**Text**
□ □ □ □ □

Why isn't someone else doing this?? Seems to me that everyone in the electric vehicle space is just trying to see what work will make the most bucks. This is especially true now that Elon Musk is the most famous EV entrepreneur. With Elon being the richest man in the world with almost 300 billion in wealth, mostly from his business of selling electric vehicles to rich people, the message is clear: the reason to make and sell EVs is so that you can be rich!
Given the Elon Musk example, who would actually be so stupid to create cheap solar electric vehicles for the poorest people on the planet to use at almost no profit to the seller? You can't get rich doing that! And what is the point of any business or activity if you can't make a little bit of money off of it?
THAT is why there are no EVs for low-income Africa: because selling EVs to poor people won't make the seller rich.
But I am going to do it anyway.
What can I say? I have chosen to pursue this particular brand of unprofitable humanitarian stupidity. It is my prerogative.
Meanwhile, I guess that Elon will be spending his trillions in profits building his condo's on Mars. As for me, I'll be hanging out in Africa instead. Even though it is a lot more low tech, at least the people are lot nicer than Martians. (LOL!)
So now that we have reviewed progress in these seven areas, let's now discuss where these Africa projects could go if they got significant amounts of the right type of supportive financing. And for that we must first ask the question: what type of financing is needed?

□ □ □ □ □

Location identification items:

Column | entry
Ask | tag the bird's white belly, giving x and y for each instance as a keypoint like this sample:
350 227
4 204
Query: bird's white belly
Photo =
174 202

□ □ □ □ □

**Problem to solve**
Check each statement against the text on electric vehicles for Africa: (a) The writer puts Elon Musk's wealth at almost 300 billion. (b) The writer has decided not to make EVs for low-income Africa. (c) The writer next intends to ask what type of financing is needed. For each, answer yes or no and quote the deciding words from the text.

**Output below**
(a) Yes: "With Elon being the richest man in the world with almost 300 billion in wealth"
(b) No: "But I am going to do it anyway."
(c) Yes: "And for that we must first ask the question: what type of financing is needed?"